- Location: Eindhoven
- Date: 25 – 28 April 2001
- Website europeansquash.com

Results
- Champions: Men England Women England

= 2001 European Squash Team Championships =

Squash tournament

The 2001 European Squash Team Championships was the 29th edition of European Squash Team Championships for squash players. The event was held in Eindhoven, Netherlands, from 25 to 28 April 2001. The tournament was organised by the European Squash Federation.

The England men's team won their 26th title and the England women's team won their 24th title.

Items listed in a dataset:

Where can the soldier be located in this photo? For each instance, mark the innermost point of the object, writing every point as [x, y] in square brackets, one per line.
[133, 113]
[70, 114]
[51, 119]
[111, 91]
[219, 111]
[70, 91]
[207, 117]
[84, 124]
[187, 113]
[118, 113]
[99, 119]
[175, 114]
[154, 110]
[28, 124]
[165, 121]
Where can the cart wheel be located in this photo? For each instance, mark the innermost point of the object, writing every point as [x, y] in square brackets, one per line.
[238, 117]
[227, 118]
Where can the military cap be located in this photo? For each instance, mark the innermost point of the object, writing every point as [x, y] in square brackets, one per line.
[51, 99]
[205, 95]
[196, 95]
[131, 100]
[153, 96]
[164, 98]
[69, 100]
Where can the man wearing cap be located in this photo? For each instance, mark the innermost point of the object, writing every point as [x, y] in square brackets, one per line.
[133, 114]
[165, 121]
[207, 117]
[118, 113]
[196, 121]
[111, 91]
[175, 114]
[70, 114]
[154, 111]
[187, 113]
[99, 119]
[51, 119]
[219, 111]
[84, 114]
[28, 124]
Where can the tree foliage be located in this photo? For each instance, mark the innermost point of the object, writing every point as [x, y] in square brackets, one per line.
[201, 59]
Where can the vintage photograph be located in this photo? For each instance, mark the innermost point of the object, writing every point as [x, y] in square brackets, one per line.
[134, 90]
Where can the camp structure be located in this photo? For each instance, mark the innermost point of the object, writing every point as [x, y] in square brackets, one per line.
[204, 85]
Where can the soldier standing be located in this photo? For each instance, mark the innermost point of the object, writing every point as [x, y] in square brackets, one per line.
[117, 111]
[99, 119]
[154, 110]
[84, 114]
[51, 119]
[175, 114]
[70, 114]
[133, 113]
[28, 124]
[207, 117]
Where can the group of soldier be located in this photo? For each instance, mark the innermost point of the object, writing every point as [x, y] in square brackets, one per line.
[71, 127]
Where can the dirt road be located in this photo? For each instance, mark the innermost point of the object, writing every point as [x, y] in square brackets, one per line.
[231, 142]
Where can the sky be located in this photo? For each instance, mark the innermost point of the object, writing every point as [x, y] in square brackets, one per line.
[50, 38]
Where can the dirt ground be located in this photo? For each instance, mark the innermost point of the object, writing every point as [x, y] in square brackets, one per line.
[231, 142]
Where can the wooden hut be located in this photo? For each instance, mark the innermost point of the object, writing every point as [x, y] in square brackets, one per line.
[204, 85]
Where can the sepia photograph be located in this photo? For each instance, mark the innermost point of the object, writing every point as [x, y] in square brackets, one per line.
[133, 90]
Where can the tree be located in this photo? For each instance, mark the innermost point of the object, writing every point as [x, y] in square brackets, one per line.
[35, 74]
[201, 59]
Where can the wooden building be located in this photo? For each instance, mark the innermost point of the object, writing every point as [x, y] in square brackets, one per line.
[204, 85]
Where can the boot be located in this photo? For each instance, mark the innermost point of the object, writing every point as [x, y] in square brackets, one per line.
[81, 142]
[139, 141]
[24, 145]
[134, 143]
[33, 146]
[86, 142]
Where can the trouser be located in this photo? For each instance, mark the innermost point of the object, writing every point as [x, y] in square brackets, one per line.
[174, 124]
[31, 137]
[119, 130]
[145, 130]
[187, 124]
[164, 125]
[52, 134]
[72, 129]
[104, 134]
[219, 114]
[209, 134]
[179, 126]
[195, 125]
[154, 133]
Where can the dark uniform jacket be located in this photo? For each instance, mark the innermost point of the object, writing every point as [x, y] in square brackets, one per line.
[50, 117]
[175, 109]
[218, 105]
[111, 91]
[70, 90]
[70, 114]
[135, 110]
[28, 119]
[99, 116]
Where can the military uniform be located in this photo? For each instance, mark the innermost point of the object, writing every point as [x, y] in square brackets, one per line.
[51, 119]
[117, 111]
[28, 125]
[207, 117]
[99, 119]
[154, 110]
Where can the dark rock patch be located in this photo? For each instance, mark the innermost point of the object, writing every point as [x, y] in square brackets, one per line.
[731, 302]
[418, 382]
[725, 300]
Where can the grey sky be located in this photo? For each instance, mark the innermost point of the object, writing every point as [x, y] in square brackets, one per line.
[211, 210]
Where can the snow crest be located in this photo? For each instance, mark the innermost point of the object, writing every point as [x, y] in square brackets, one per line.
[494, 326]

▸ Given task A:
Summarize the page on the 2001 European Squash Team Championships in two sentences.
▸ Given task B:
Quote word for word everything in the championships page from "- Location: Eindhoven" down to "their 24th title.".

▸ Written solution A:
The 2001 European Squash Team Championships, the 29th edition of the event, were held in Eindhoven, Netherlands, from 25 to 28 April 2001 and organized by the European Squash Federation. England won both titles, with the men's team taking its 26th and the women's team its 24th.

▸ Written solution B:
- Location: Eindhoven
- Date: 25 – 28 April 2001
- Website europeansquash.com

Results
- Champions: Men England Women England

= 2001 European Squash Team Championships =

Squash tournament

The 2001 European Squash Team Championships was the 29th edition of European Squash Team Championships for squash players. The event was held in Eindhoven, Netherlands, from 25 to 28 April 2001. The tournament was organised by the European Squash Federation.

The England men's team won their 26th title and the England women's team won their 24th title.